Исходный текст:
┌────────

Датировка Вестберга в настоящее время принята всеми. Принимая доводы Вестберга, Ю. Видаевич замечал, что Ибрахим Ибн Йа'куб ничего не пишет о смерти Отгона, последовавшей почти сразу же после приема им посольств в 973 г., и это молчание путешественника также свидетельствует против датировки Виггера — Якоба [623, с. 10–14]. Дату 965 г. принимал и Т. Ковальский, хотя доводы, которыми он подкреплял выводы Вестберга, некорректны[46].
Представляется вполне обоснованным мнение, высказанное Р. Якимовичем [499, с. 443–446] и поддержанное затем М. Ковальской [511,с. 46], о том, что Ибрахим Ибн Йа'куб побывал лишь в Праге и у ободритов. Он сам говорит, что никогда не был в Болгарии [232, с. 334]. Вряд ли Ибрахим мог посетить и Польшу, что допускал Ю. Видаевич [623, с. 79]. Рассказывая о Польше («страна М.ш.ка», то есть владения Мешко 1), Ибрахим Ибн Йа'куб не указывает никаких расстояний, что он делает, говоря о Праге и земле ободритов (страна Накона) [232, с. 333–334, 332 и 331 соотв.]. Что касается упоминаний о товарах, которыми славится Польша, или о княжеской дружине, то Ибрахим Ибн Йа'куб мог узнать о них и не посещая эту страну.
Указания маршрутов нет и в рассказе о земле лютичей[47]. Более того, Ибрахим Ибн Йа'куб изображает столицу лютичей поселением на берегу моря, что неприменимо к их главному городу — Ретре. Думается, Ибрахим Ибн Йа'куб знал о лютичах лишь понаслышке и ошибочно посчитал их столицей стоявший на берегу Балтийского моря славянский торговый город Волин[48].
Таким образом, мы имеем следующие исходные позиции для анализа употребления понятия сакалиба у Ибрахима Ибн Йа'куба. Наш главный источник — трактат ал-Бакри, ибо только там приводится сообщение Ибрахима Ибн Йа'куба о сакалиба. Ал-Бакри дает сокращенное изложение рассказа Ибрахима, добавляя к нему материалы ал-Мас'уди и описания северных народов неизвестного автора. Сообщение Ибрахима Ибн Йа'куба — рассказ о его поездке в 965 г. по Германии и Центральной Европе, в ходе которой он посетил в частности Прагу и землю ободритов.
Обратимся теперь к анализу употребления названия сакалиба.

└────────

Записи с разметкой контуров:
┌────────

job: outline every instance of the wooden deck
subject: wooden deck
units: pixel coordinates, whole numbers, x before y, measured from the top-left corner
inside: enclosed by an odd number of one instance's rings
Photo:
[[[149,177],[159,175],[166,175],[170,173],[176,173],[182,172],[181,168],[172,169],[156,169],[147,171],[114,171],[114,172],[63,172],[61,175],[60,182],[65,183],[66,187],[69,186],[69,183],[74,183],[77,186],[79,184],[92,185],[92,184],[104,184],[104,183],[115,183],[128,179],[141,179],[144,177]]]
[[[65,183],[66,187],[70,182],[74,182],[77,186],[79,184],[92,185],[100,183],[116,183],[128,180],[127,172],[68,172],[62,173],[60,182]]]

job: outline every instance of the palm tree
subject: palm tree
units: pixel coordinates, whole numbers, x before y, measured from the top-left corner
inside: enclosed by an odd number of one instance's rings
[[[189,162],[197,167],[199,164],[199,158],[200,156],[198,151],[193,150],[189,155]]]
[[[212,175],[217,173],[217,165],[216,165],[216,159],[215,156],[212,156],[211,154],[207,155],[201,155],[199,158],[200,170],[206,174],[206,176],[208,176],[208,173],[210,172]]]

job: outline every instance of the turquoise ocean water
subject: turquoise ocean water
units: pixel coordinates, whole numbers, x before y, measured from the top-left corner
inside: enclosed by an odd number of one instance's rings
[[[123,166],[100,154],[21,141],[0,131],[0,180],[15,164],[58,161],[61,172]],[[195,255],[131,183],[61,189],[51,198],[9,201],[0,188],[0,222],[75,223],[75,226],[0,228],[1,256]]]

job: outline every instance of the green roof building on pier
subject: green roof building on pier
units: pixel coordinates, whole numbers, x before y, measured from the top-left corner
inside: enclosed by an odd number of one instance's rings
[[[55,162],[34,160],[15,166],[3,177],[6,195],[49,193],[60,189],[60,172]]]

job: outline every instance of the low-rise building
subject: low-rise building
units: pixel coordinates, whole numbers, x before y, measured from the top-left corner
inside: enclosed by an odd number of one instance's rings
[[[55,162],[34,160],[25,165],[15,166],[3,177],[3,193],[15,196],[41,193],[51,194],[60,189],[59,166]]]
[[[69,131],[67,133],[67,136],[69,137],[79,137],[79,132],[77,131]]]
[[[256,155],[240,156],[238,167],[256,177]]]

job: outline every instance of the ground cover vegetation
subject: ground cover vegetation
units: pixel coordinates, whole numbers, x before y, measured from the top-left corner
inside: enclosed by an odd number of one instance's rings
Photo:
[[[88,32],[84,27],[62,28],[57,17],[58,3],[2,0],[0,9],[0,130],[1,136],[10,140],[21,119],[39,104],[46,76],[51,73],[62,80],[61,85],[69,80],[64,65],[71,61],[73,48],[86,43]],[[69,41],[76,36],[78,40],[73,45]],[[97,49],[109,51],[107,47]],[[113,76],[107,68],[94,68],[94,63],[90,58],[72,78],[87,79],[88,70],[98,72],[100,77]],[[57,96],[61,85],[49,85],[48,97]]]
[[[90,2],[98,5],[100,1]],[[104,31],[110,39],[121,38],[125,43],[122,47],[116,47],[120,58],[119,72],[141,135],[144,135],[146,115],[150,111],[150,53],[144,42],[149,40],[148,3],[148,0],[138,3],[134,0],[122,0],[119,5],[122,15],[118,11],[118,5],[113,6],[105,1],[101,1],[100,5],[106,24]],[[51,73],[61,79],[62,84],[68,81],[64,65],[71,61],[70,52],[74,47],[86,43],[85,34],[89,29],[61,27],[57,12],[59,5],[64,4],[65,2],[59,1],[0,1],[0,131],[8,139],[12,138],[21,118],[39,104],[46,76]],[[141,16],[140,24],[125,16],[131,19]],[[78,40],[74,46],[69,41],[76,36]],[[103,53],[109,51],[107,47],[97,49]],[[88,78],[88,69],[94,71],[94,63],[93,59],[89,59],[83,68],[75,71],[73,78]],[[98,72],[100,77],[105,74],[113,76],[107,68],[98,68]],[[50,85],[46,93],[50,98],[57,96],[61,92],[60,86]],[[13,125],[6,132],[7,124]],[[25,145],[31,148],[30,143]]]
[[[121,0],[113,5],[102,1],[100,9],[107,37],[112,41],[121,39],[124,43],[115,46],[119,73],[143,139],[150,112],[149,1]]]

└────────

Что сделать:
1) Ответьте на вопросы по тексту об Ибрахиме Ибн Йа'кубе.
(a) В каком году, согласно тексту, Ибрахим Ибн Йа'куб совершил поездку по Германии и Центральной Европе?
(b) В какой стране, по его собственным словам, Ибрахим Ибн Йа'куб никогда не был?
(c) Какой город Ибрахим Ибн Йа'куб, по мнению автора, ошибочно посчитал столицей лютичей?
2) Перепишите отрывок текста об Ибрахиме Ибн Йа'кубе между словами "Указания маршрутов нет" и "торговый город Волин[48]." включительно, изменив в нем "торговый город" на "портовый город".

Решения заданий:
1)
(a) В 965 году.
(b) В Болгарии.
(c) Славянский торговый город Волин на берегу Балтийского моря.

2)
Указания маршрутов нет и в рассказе о земле лютичей[47]. Более того, Ибрахим Ибн Йа'куб изображает столицу лютичей поселением на берегу моря, что неприменимо к их главному городу — Ретре. Думается, Ибрахим Ибн Йа'куб знал о лютичах лишь понаслышке и ошибочно посчитал их столицей стоявший на берегу Балтийского моря славянский портовый город Волин[48].